* Data extract:

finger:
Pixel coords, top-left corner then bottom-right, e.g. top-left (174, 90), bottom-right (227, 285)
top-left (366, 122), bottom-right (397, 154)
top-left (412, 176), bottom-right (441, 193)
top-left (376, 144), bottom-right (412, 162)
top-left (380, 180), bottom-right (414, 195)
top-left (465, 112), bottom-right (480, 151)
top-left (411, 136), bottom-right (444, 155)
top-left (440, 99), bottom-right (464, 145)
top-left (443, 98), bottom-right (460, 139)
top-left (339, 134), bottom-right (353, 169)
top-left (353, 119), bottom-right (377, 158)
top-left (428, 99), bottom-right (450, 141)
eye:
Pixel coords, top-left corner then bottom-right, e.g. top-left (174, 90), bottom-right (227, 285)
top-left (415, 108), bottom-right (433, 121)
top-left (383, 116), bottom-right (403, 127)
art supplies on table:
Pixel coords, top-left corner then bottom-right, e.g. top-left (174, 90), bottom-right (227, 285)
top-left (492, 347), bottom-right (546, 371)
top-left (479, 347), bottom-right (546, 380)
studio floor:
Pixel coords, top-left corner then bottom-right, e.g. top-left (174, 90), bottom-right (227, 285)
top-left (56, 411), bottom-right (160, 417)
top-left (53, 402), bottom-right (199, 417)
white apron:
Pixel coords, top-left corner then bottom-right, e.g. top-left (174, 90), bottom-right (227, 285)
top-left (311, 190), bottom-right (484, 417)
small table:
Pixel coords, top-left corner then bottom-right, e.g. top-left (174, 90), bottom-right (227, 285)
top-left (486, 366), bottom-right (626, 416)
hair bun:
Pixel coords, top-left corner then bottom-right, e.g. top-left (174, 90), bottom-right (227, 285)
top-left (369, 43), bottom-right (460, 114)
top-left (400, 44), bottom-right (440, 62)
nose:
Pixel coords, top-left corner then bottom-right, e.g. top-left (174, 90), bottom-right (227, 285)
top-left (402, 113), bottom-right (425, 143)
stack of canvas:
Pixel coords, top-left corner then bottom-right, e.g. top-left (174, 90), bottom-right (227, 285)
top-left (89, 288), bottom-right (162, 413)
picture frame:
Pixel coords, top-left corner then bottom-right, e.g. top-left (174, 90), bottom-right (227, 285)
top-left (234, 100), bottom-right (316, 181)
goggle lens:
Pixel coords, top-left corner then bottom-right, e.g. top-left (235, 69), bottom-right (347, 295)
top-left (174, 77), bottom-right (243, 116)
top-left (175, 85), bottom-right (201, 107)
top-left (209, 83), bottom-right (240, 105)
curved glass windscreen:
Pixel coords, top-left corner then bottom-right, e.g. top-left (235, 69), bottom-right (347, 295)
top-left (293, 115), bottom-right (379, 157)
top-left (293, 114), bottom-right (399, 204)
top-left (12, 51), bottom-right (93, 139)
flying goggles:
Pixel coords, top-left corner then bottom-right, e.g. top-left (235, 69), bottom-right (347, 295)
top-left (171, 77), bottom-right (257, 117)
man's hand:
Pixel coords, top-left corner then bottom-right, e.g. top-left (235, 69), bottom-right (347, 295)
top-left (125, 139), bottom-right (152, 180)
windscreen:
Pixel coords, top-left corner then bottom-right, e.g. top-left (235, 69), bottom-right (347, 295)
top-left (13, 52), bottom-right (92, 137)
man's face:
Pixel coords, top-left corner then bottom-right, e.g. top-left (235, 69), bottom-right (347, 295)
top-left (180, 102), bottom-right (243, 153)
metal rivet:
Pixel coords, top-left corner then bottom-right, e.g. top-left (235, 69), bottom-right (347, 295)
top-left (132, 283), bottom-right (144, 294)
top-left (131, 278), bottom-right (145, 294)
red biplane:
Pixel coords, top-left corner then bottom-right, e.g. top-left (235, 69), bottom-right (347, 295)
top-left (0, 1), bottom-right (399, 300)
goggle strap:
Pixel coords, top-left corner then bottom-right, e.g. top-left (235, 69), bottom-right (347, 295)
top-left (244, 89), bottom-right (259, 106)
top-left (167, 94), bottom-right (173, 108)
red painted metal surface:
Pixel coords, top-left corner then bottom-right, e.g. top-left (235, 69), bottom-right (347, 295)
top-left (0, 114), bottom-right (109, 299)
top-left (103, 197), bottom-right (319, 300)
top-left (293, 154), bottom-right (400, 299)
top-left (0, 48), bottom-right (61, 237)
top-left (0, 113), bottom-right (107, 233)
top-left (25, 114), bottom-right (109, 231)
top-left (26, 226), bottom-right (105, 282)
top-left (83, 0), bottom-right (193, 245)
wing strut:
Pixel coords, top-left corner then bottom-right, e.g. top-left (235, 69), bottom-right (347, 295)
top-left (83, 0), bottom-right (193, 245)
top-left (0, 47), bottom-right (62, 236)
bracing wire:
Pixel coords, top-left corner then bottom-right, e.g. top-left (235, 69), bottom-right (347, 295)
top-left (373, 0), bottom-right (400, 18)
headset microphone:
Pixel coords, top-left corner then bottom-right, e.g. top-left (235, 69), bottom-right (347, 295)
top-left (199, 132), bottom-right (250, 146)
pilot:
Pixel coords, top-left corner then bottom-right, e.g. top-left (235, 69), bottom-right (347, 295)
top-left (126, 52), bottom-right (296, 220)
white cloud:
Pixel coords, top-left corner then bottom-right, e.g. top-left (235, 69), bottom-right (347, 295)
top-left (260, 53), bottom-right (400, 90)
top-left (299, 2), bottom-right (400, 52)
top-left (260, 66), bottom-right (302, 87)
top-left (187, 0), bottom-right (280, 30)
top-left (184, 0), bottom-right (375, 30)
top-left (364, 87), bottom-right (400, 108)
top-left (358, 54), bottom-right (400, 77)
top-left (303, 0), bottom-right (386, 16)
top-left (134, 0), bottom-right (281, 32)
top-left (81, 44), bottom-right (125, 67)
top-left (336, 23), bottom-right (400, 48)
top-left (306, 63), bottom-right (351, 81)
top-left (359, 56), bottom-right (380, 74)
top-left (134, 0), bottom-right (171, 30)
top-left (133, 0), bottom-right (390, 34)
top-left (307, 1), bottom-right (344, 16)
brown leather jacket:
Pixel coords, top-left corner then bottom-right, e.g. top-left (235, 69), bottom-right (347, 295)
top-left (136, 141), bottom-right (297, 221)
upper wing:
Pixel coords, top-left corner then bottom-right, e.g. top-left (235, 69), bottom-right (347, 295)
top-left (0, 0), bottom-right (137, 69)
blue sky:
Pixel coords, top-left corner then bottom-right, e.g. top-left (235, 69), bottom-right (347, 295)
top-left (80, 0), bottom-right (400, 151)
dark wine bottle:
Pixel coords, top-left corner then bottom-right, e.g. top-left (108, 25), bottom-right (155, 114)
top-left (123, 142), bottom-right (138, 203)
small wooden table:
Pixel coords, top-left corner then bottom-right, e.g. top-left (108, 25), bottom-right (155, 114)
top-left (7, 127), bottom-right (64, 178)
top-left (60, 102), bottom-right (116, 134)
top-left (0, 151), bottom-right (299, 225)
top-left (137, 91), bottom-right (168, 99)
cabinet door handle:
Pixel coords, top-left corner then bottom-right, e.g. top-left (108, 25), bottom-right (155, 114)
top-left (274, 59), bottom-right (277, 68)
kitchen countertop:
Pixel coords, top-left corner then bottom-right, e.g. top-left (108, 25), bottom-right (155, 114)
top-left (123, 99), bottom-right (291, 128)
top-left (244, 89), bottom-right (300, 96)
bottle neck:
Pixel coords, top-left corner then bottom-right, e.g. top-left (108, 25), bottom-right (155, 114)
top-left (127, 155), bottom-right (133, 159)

* Task instructions:
The whole block of data above should be printed again verbatim.

* Reply to the exercise:
finger:
Pixel coords, top-left corner then bottom-right, e.g. top-left (174, 90), bottom-right (227, 285)
top-left (366, 122), bottom-right (397, 154)
top-left (412, 176), bottom-right (441, 193)
top-left (376, 144), bottom-right (412, 162)
top-left (380, 180), bottom-right (414, 195)
top-left (465, 112), bottom-right (480, 151)
top-left (411, 136), bottom-right (444, 155)
top-left (440, 99), bottom-right (464, 145)
top-left (443, 98), bottom-right (460, 139)
top-left (339, 134), bottom-right (353, 169)
top-left (353, 119), bottom-right (377, 158)
top-left (428, 99), bottom-right (450, 141)
eye:
Pixel coords, top-left corner then bottom-right, e.g. top-left (174, 90), bottom-right (227, 285)
top-left (415, 108), bottom-right (433, 121)
top-left (383, 116), bottom-right (403, 127)
art supplies on table:
Pixel coords, top-left corner then bottom-right, e.g. top-left (174, 90), bottom-right (227, 285)
top-left (492, 347), bottom-right (546, 371)
top-left (479, 347), bottom-right (546, 380)
studio floor:
Pixel coords, top-left corner then bottom-right, e.g. top-left (174, 90), bottom-right (227, 285)
top-left (56, 411), bottom-right (160, 417)
top-left (53, 402), bottom-right (199, 417)
white apron:
Pixel coords, top-left corner then bottom-right, e.g. top-left (174, 90), bottom-right (227, 285)
top-left (311, 190), bottom-right (484, 417)
small table:
Pixel coords, top-left corner then bottom-right, e.g. top-left (174, 90), bottom-right (227, 285)
top-left (486, 366), bottom-right (626, 416)
hair bun:
Pixel coords, top-left corner then bottom-right, e.g. top-left (174, 90), bottom-right (227, 285)
top-left (369, 43), bottom-right (460, 114)
top-left (400, 44), bottom-right (440, 62)
nose:
Pixel coords, top-left corner then bottom-right, e.g. top-left (174, 90), bottom-right (227, 285)
top-left (402, 113), bottom-right (425, 143)
stack of canvas:
Pixel coords, top-left corner then bottom-right, e.g. top-left (174, 90), bottom-right (227, 285)
top-left (89, 288), bottom-right (162, 413)
picture frame:
Pixel coords, top-left corner then bottom-right, e.g. top-left (174, 90), bottom-right (227, 285)
top-left (234, 100), bottom-right (316, 181)
goggle lens:
Pixel coords, top-left corner then bottom-right, e.g. top-left (235, 69), bottom-right (347, 295)
top-left (174, 77), bottom-right (243, 116)
top-left (175, 85), bottom-right (201, 107)
top-left (209, 83), bottom-right (240, 105)
curved glass windscreen:
Pixel coords, top-left corner then bottom-right, e.g. top-left (235, 69), bottom-right (347, 295)
top-left (293, 115), bottom-right (379, 157)
top-left (293, 114), bottom-right (399, 204)
top-left (12, 51), bottom-right (93, 139)
flying goggles:
Pixel coords, top-left corner then bottom-right, e.g. top-left (235, 69), bottom-right (347, 295)
top-left (171, 77), bottom-right (257, 117)
man's hand:
Pixel coords, top-left corner then bottom-right, e.g. top-left (235, 69), bottom-right (347, 295)
top-left (125, 139), bottom-right (152, 180)
windscreen:
Pixel coords, top-left corner then bottom-right, e.g. top-left (235, 69), bottom-right (347, 295)
top-left (13, 52), bottom-right (92, 137)
man's face:
Pixel coords, top-left corner then bottom-right, e.g. top-left (235, 69), bottom-right (347, 295)
top-left (180, 102), bottom-right (243, 153)
metal rivet:
Pixel coords, top-left corner then bottom-right, e.g. top-left (235, 69), bottom-right (347, 295)
top-left (132, 283), bottom-right (144, 294)
top-left (131, 278), bottom-right (145, 294)
red biplane:
Pixel coords, top-left corner then bottom-right, e.g. top-left (235, 69), bottom-right (347, 295)
top-left (0, 1), bottom-right (399, 300)
goggle strap:
Pixel coords, top-left corner then bottom-right, e.g. top-left (235, 69), bottom-right (347, 295)
top-left (244, 89), bottom-right (259, 106)
top-left (167, 94), bottom-right (173, 108)
red painted metal surface:
Pixel coords, top-left corner then bottom-right, e.g. top-left (235, 69), bottom-right (347, 295)
top-left (0, 114), bottom-right (109, 299)
top-left (103, 197), bottom-right (319, 300)
top-left (293, 154), bottom-right (400, 299)
top-left (0, 48), bottom-right (61, 237)
top-left (0, 113), bottom-right (107, 233)
top-left (25, 114), bottom-right (109, 231)
top-left (26, 226), bottom-right (105, 282)
top-left (83, 0), bottom-right (193, 245)
wing strut:
Pixel coords, top-left corner then bottom-right, e.g. top-left (235, 69), bottom-right (347, 295)
top-left (83, 0), bottom-right (193, 245)
top-left (0, 47), bottom-right (62, 236)
bracing wire:
Pixel coords, top-left corner then bottom-right, e.g. top-left (235, 69), bottom-right (347, 295)
top-left (373, 0), bottom-right (400, 18)
headset microphone:
Pixel coords, top-left corner then bottom-right, e.g. top-left (235, 69), bottom-right (347, 295)
top-left (199, 132), bottom-right (250, 146)
pilot:
Pixel coords, top-left corner then bottom-right, e.g. top-left (235, 69), bottom-right (347, 295)
top-left (126, 52), bottom-right (296, 220)
white cloud:
Pixel coords, top-left corner then bottom-right, e.g. top-left (235, 69), bottom-right (347, 295)
top-left (260, 53), bottom-right (400, 90)
top-left (299, 2), bottom-right (400, 52)
top-left (260, 66), bottom-right (302, 87)
top-left (187, 0), bottom-right (280, 30)
top-left (184, 0), bottom-right (375, 30)
top-left (364, 87), bottom-right (400, 108)
top-left (358, 54), bottom-right (400, 77)
top-left (303, 0), bottom-right (386, 16)
top-left (134, 0), bottom-right (281, 32)
top-left (81, 44), bottom-right (125, 67)
top-left (336, 23), bottom-right (400, 48)
top-left (306, 63), bottom-right (351, 81)
top-left (359, 56), bottom-right (380, 74)
top-left (134, 0), bottom-right (171, 30)
top-left (133, 0), bottom-right (390, 34)
top-left (307, 1), bottom-right (344, 16)
brown leather jacket:
Pixel coords, top-left corner then bottom-right, e.g. top-left (235, 69), bottom-right (347, 295)
top-left (136, 141), bottom-right (297, 221)
upper wing:
Pixel coords, top-left corner then bottom-right, e.g. top-left (235, 69), bottom-right (347, 295)
top-left (0, 0), bottom-right (137, 69)
blue sky:
Pixel coords, top-left corner then bottom-right, e.g. top-left (235, 69), bottom-right (347, 295)
top-left (80, 0), bottom-right (400, 151)
dark wine bottle:
Pixel coords, top-left corner then bottom-right, e.g. top-left (108, 25), bottom-right (155, 114)
top-left (123, 142), bottom-right (138, 203)
small wooden table:
Pixel coords, top-left corner then bottom-right, e.g. top-left (108, 25), bottom-right (155, 114)
top-left (7, 127), bottom-right (64, 178)
top-left (60, 102), bottom-right (116, 134)
top-left (0, 151), bottom-right (299, 225)
top-left (137, 91), bottom-right (168, 99)
cabinet door handle:
Pixel coords, top-left corner then bottom-right, e.g. top-left (108, 25), bottom-right (155, 114)
top-left (274, 59), bottom-right (277, 68)
kitchen countertop:
Pixel coords, top-left corner then bottom-right, e.g. top-left (108, 25), bottom-right (155, 114)
top-left (123, 99), bottom-right (291, 128)
top-left (244, 89), bottom-right (300, 96)
bottle neck:
Pixel coords, top-left corner then bottom-right, e.g. top-left (108, 25), bottom-right (155, 114)
top-left (127, 155), bottom-right (133, 159)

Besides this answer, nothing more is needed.